** What is needed **
Reproduce the listing below line for line, without changing a single word.

** Exercise materials **
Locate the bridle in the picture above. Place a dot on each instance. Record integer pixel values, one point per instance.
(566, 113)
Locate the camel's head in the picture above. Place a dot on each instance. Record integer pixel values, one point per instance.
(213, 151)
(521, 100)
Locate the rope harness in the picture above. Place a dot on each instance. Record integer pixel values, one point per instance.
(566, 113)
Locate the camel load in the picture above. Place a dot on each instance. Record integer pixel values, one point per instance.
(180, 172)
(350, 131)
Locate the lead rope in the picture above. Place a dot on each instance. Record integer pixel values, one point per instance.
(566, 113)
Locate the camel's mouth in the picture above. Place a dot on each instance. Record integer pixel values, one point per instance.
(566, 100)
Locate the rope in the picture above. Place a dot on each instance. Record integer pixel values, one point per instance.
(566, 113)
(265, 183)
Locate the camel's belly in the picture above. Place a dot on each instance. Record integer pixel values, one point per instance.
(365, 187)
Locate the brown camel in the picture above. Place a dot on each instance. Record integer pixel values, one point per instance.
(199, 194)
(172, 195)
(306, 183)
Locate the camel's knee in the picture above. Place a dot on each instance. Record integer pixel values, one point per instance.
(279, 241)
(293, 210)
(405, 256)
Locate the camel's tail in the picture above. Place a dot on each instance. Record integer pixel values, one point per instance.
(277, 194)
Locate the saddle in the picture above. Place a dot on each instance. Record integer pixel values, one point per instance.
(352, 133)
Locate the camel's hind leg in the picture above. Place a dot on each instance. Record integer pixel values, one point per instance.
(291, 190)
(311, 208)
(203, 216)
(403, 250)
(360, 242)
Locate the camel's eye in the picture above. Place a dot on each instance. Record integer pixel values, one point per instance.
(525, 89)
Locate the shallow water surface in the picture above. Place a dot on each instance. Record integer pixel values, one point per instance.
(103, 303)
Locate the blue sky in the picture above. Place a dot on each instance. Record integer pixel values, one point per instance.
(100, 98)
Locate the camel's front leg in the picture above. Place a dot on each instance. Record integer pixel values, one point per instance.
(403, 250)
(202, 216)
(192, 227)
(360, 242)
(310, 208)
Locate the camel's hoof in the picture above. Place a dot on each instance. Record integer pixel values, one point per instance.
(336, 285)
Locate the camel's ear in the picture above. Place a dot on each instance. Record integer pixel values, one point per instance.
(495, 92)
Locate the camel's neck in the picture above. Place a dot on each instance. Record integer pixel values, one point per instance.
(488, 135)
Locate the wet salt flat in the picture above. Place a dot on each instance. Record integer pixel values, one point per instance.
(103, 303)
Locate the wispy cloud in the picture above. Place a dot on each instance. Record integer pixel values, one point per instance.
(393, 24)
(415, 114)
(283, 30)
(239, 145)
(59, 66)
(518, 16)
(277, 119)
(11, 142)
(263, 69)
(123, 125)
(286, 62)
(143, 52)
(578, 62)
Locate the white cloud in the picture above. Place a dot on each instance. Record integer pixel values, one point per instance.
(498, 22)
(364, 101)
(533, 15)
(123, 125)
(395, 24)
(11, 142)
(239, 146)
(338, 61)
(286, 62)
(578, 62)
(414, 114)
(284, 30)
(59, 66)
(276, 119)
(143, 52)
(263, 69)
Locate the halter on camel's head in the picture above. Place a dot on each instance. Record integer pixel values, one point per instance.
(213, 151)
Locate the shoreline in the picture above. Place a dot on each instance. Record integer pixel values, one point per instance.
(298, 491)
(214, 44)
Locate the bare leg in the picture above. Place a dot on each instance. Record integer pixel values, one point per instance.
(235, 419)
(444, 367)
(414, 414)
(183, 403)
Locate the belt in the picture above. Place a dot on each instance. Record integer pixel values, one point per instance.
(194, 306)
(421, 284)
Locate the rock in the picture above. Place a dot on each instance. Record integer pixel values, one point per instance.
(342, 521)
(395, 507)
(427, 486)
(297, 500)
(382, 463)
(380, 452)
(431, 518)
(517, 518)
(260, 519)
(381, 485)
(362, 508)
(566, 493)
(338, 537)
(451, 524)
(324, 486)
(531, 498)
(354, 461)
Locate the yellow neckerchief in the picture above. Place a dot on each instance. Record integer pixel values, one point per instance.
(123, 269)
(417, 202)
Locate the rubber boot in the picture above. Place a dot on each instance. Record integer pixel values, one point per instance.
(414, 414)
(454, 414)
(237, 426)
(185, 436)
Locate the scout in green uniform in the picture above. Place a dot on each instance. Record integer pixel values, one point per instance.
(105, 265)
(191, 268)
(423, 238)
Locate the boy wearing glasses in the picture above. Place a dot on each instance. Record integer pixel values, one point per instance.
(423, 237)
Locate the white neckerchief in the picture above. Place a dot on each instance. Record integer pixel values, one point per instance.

** Expected output **
Locate the bridle in the picture above. Place a dot on each instance. Record integer pixel values, one point per instance.
(566, 113)
Locate the camel's head in the picture above. Place a dot on each instance. Record integer pixel values, one point per instance.
(213, 151)
(521, 100)
Locate the rope harness in the picture above. Place a dot on each instance. Record integer pixel values, one point per instance.
(566, 113)
Locate the camel load in the picture above. Place a dot on each instance. Record integer pixel values, one point per instance.
(180, 172)
(350, 131)
Locate the lead rope in the picture above. Place a dot on each instance. Record integer pixel values, one point per instance.
(566, 113)
Locate the camel's mouth in the picture above. Place a dot on each instance. Record integer pixel values, one point per instance.
(566, 100)
Locate the rope in the picture above. Place a dot on each instance. Record integer pixel values, one point per instance.
(566, 113)
(265, 183)
Locate the camel's belly in the picture above. Place a dot on each instance. Record integer pixel values, one point per instance.
(365, 187)
Locate the brown camel in the picture above. Place a dot on each instance. Record integer pixel values, one point per instance.
(199, 194)
(172, 195)
(306, 183)
Locate the camel's knee in the picture above. Place a dot on each instance. Record integer pixel values, one point per instance.
(279, 241)
(293, 210)
(405, 256)
Locate the camel's tail in the picture above. Place a dot on each instance. Record integer pixel values, one point per instance.
(277, 194)
Locate the saddle in the picture above. Place a dot on each instance. Record integer pixel values, one point per instance.
(352, 133)
Locate the camel's hind leg in the picture above. Place a dot on each instance. Record integer pixel values, one point per instance.
(291, 190)
(311, 208)
(203, 216)
(403, 250)
(360, 242)
Locate the camel's eye in the picture above. Place a dot on each instance. Record integer pixel values, one point per instance.
(525, 89)
Locate the shallow water surface in the picture above. Place a dot on each instance. Record integer pixel values, one point per instance.
(103, 303)
Locate the blue sky in the picture above. Place a dot on each instance. Record integer pixel values, one point per instance.
(100, 98)
Locate the camel's front leg in the picture above. Place a dot on each instance. Record integer pixel values, one point per instance.
(403, 250)
(202, 216)
(192, 227)
(360, 242)
(310, 208)
Locate the camel's hoof in the picture above. Place a dot on each instance. Record integer pixel values, one point per instance.
(336, 285)
Locate the camel's ear in the picture above. Place a dot on each instance. Record integer pixel values, one point per instance.
(495, 92)
Locate the camel's neck in the picture above. Place a dot on each instance. Record integer pixel values, one point per instance.
(488, 135)
Locate the wet salt flat in the picture above. Place a dot on each instance. Record integer pixel values, one point per instance.
(103, 303)
Locate the wispy cloud in the picture above. Place a dot on each instance. Record integer pixel values, one point per instance.
(393, 24)
(415, 114)
(283, 30)
(239, 145)
(59, 66)
(518, 16)
(277, 119)
(11, 142)
(263, 69)
(123, 125)
(286, 62)
(143, 52)
(578, 62)
Locate the white cloud in the picture above. Place a dot on each instance. Record integer pixel values, one point per instance.
(498, 22)
(364, 101)
(533, 15)
(123, 125)
(395, 24)
(11, 142)
(239, 146)
(338, 61)
(286, 62)
(578, 62)
(414, 114)
(284, 30)
(59, 66)
(276, 119)
(143, 52)
(263, 69)
Locate the halter on camel's head in the picture above. Place a dot on each instance. Record integer pixel values, one point per instance.
(213, 151)
Locate the shoreline in the picture above. Place a dot on each instance. Record integer pixel values, one point per instance.
(298, 491)
(214, 44)
Locate the bare leg in the picture above. Place a dot on each instance. Record integer pixel values, one point per instance.
(235, 419)
(444, 367)
(414, 414)
(183, 403)
Locate the belt in the picture above. Place a dot on each instance. Record integer pixel values, one point per instance.
(194, 306)
(421, 284)
Locate the rock in the picture above. Place a dot on each instance. Record integer pixel values, one point per instance.
(342, 521)
(395, 507)
(427, 486)
(297, 500)
(382, 463)
(380, 452)
(431, 518)
(517, 518)
(260, 519)
(381, 485)
(362, 508)
(566, 493)
(338, 537)
(451, 524)
(324, 486)
(531, 498)
(354, 461)
Locate the yellow neckerchief in the picture above. Place a dot on each instance. Record integer pixel values, one point per instance.
(123, 269)
(417, 202)
Locate the rubber boot in the picture above. Place a dot on each instance. Record integer pixel values, one point per instance.
(414, 414)
(454, 414)
(237, 426)
(185, 436)
Locate the scout in green uniform in the picture above. Place a dot on each instance. Record integer pixel values, one point per instance.
(105, 265)
(191, 268)
(423, 238)
Locate the boy wearing glasses in the picture above. Place a dot on each instance. Record integer pixel values, one point per instance.
(423, 237)
Locate the white neckerchief in the picture above. Place a dot on each instance. Record integer pixel values, one point per instance.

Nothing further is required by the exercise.